- Text excerpt -

#####

Ah yes, time and money well spent.
Of course, while a bicycle is primarily a fashion statement and a social networking tool, it turns out that you can actually use it for transportation too. In fact, the New York Post reports that an increasing number of people are actually riding what Vogue calls “this summer’s hottest accessory” to and from work. While I was pleased to read a relatively encouraging (if cursory) news story about different people from different age groups with different professions all enjoying the practicality and fun of riding their bikes to work, I was puzzled by the writer’s claim that bike commuters were “once an easily stereotyped, homogeneous collection of death-wish daredevils.” I don’t think there was ever a time in any city where bike commuters were seen as “death-wish daredevils.” That’s like implying there was once a time when Hassidic Jews were seen as scantily-clad sex symbols, or when drivers of German luxury cars were seen as practical and modest individuals with no genital-based insecurities whatsoever, or when Vin Diesel was seen as a good actor. That said, I wish there had been a time when commuters were seen as “death-wish daredevils,” because then maybe bike commuters would have had their “Quicksilver” movie equivalent. It probably would have starred Matthew Modine and involved lots of scenes of him dodging cars on a hybrid while wearing khakis and pant cuff clips and a striped polo shirt with sweat-drenched armpits. In the end he’d probably have incapacitated the villain by blinding him with an LED light and then fastening him to a lamppost with a bunch of bungee cords. (All while wearing his helmet backwards, of course.)
But while bike commuting has heretofore been mercifully free from the whims of fashion, with more and more people hopping in the saddle you can expect that to change. A reader alerted me to this article in the Globe and Mail (warning--this is a Canadian periodical and as such contains gratuitous usage of the letter "u") about the increasing pervasiveness of what I call the "Beautiful Godzilla" phenomenon. In case you didn't know, bikes are now "so trendy and so hip and so 2008." And because of this, people are waking up to a whole new set of important considerations, chief among them being "awkward bunching" in the "crotch area." That said, I actually learned a lot from this article. I particularly appreciated this useful bit of advice:
Don't wear chunky bangles. They will hit your hands as you are braking. Ouch!
I must confess this has been a problem for me, so this morning I didn't put my bangles on until I arrived at work, and I'm pleased to report that my hands do feel a whole lot better. Thanks Globe and Mail! (I do miss the pleasant jingling sound though.) My only concern here is that this article could result in some unfortunate trends down the road. Thanks to the fixed-gear trend men are already wearing skin-tight capris with abandon, and it's only a matter of time until they become emboldened enough to make the move to skirts. (Due, of course, to the superior crotchal ventilation.) Hey, I think everybody should be free to wear whatever they want, but as one of the interviewees in the article points out about riding in a skirt, “You have to be careful about flashing.” And let's face it--there's good flashing and there's bad flashing.
Lastly, yesterday the New York City triathlon took place. Apart from being the best place to see aerobars set higher than saddles and flat pedals bolted to carbon fiber cranks, it was also apparently the best place to leap into a polluted body of water filled with stinging jellyfish. In fact, conditions were so brutal that for the first time in the event's history a competitor actually died during the competition. Obviously there is nothing funny about somebody dying, but there is something abjectly horrible about triathlons--especially ones that include jellyfish attacks. If you're still not convinced that triathlons should be avoided at all costs, perhaps this will help persuade you. It's almost enough to make bike polo seem attractive.

#####

- Supplied data -
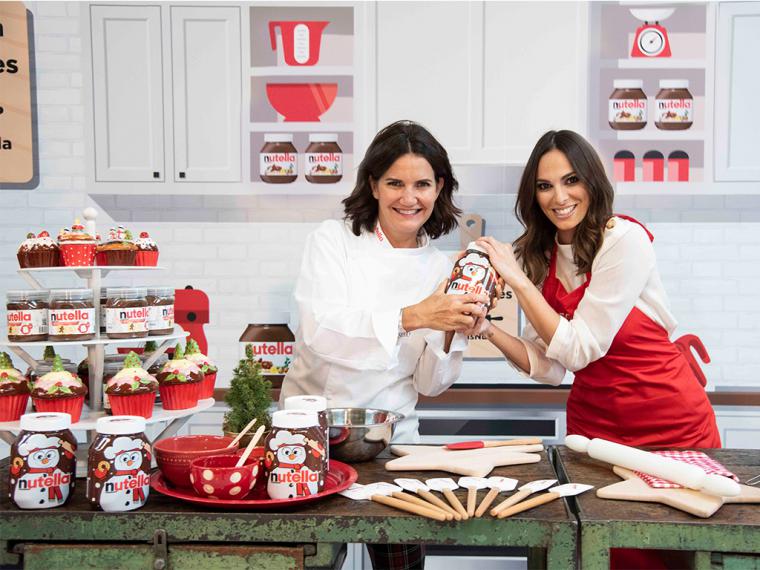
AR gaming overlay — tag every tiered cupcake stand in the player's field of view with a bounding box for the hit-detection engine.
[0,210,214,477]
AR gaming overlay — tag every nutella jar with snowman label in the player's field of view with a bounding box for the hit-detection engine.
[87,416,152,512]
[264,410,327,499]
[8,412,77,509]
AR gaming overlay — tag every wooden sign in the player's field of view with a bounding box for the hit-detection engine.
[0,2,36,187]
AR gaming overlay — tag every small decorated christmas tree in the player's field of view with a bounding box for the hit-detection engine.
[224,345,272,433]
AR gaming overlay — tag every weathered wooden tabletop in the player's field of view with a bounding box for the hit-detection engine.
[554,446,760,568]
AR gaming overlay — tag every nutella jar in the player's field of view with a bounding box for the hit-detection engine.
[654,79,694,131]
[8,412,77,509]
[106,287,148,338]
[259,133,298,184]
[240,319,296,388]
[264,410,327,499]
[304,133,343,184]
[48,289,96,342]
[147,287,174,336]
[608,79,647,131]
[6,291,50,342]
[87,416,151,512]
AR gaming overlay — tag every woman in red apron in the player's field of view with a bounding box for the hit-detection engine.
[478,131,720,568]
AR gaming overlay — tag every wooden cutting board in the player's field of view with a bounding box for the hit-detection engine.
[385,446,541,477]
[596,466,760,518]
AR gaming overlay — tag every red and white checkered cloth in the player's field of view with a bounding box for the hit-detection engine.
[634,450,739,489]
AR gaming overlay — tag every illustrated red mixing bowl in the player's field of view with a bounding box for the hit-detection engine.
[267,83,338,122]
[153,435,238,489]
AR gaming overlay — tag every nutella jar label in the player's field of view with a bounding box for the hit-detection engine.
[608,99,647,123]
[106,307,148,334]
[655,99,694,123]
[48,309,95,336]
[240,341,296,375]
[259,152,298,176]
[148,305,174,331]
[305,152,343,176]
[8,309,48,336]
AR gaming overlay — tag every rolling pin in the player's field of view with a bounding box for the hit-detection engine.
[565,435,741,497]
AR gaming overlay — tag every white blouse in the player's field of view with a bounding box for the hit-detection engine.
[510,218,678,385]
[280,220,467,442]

#####

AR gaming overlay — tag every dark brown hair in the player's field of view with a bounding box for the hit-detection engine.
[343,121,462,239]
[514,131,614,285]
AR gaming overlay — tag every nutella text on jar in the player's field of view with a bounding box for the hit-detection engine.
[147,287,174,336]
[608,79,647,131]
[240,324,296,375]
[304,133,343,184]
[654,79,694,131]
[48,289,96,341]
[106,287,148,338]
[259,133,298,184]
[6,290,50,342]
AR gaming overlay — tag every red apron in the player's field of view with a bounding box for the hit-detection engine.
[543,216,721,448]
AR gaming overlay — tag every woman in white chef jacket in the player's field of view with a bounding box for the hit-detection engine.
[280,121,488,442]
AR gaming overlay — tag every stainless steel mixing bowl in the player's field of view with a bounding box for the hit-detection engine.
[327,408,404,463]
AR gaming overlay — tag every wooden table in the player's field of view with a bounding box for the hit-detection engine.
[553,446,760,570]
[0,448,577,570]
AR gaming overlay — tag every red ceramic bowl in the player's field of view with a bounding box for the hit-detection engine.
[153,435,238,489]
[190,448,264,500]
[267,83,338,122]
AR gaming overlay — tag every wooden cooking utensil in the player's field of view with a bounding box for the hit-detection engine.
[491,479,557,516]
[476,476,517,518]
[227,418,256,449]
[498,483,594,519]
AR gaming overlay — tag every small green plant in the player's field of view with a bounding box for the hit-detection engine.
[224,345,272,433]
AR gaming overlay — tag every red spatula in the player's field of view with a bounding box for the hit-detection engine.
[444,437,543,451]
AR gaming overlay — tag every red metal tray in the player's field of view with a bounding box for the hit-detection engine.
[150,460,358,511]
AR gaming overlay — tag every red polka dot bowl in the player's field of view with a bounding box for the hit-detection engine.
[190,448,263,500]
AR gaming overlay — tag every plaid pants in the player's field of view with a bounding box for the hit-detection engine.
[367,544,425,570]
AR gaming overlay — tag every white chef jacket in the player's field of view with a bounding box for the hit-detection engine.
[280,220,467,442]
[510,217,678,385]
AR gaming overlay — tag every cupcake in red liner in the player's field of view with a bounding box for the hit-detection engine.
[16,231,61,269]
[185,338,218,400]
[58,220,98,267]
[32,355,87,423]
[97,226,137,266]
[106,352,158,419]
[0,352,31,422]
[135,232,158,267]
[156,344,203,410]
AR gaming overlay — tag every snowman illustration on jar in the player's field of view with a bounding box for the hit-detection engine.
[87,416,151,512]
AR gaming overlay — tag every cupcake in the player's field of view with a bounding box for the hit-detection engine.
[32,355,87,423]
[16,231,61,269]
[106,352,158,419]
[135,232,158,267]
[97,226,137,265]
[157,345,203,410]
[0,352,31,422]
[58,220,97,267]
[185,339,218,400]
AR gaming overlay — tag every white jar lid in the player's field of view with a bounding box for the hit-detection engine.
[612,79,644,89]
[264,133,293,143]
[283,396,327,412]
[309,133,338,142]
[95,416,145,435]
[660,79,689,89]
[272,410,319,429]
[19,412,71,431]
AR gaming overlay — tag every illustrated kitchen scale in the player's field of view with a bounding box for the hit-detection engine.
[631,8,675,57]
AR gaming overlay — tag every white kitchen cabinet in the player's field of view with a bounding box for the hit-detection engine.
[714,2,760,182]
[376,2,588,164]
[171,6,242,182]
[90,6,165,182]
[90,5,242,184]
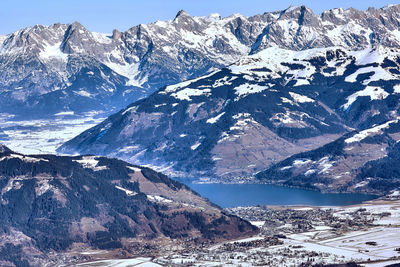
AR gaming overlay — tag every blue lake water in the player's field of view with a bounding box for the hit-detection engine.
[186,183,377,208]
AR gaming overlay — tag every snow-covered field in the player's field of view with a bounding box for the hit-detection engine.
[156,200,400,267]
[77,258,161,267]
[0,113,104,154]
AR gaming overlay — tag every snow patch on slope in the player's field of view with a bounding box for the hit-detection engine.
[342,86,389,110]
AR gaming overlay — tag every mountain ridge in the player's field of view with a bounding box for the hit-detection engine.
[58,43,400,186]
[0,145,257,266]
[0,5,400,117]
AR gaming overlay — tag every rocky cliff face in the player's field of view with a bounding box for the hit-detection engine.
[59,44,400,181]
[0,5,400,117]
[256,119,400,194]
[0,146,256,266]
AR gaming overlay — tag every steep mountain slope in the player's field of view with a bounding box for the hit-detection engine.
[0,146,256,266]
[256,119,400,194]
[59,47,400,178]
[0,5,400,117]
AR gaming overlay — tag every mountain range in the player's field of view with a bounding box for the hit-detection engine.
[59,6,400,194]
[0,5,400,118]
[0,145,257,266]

#####

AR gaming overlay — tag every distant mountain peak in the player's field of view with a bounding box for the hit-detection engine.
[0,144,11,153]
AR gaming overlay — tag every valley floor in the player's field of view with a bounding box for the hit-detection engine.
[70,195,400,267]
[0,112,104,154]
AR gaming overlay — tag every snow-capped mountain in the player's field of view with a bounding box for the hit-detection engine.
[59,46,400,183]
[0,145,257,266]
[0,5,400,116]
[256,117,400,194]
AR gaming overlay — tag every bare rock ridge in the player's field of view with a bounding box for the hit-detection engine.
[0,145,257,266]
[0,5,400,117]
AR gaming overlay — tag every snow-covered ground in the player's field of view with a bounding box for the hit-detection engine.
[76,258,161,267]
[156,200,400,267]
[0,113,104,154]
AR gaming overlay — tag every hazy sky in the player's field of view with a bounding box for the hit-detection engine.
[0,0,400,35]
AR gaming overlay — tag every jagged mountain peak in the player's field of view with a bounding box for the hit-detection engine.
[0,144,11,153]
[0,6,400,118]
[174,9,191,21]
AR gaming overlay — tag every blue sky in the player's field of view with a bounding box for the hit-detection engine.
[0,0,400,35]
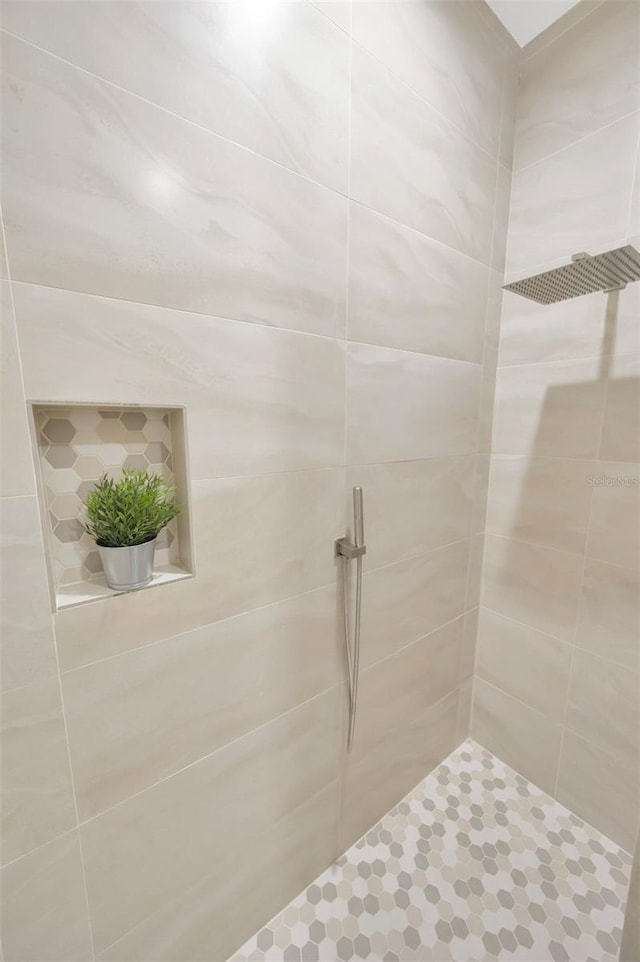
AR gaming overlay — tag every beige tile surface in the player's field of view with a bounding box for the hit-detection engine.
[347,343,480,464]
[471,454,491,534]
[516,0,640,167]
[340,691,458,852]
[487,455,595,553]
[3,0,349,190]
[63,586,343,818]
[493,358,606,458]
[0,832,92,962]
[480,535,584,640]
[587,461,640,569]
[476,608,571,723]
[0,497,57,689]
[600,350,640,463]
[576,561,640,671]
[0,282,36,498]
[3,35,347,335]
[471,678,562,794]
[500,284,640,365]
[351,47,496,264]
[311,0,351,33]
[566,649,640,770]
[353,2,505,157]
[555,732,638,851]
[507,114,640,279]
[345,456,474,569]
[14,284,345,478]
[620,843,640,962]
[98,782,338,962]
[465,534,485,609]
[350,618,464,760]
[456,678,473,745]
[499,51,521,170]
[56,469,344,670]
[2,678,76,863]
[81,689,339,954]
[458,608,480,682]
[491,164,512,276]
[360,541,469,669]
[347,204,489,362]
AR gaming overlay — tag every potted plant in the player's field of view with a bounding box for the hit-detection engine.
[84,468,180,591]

#####

- What you will do -
a - Summarize the text excerpt in two sentences.
b - Reproduce the passage of the text excerpt that starts at the words "But while bike" and stops after the words "are braking. Ouch!".
c - Translate this sentence from the text excerpt into Spanish: "In fact, conditions were so brutal that for the first time in the event's history a competitor actually died during the competition."
Use only the text excerpt; the rows are not needed.

- Responses per task -
a - The text excerpt mocks a New York Post claim that bike commuters were once seen as "death-wish daredevils" and a Globe and Mail article on cycling fashion that advises riders not to wear chunky bangles. It also notes that a competitor died at the New York City triathlon, which involved polluted water and stinging jellyfish, and argues that triathlons should be avoided at all costs.

b -
But while bike commuting has heretofore been mercifully free from the whims of fashion, with more and more people hopping in the saddle you can expect that to change. A reader alerted me to this article in the Globe and Mail (warning--this is a Canadian periodical and as such contains gratuitous usage of the letter "u") about the increasing pervasiveness of what I call the "Beautiful Godzilla" phenomenon. In case you didn't know, bikes are now "so trendy and so hip and so 2008." And because of this, people are waking up to a whole new set of important considerations, chief among them being "awkward bunching" in the "crotch area." That said, I actually learned a lot from this article. I particularly appreciated this useful bit of advice:
Don't wear chunky bangles. They will hit your hands as you are braking. Ouch!

c - De hecho, las condiciones fueron tan brutales que, por primera vez en la historia del evento, un competidor llegó a morir durante la competición.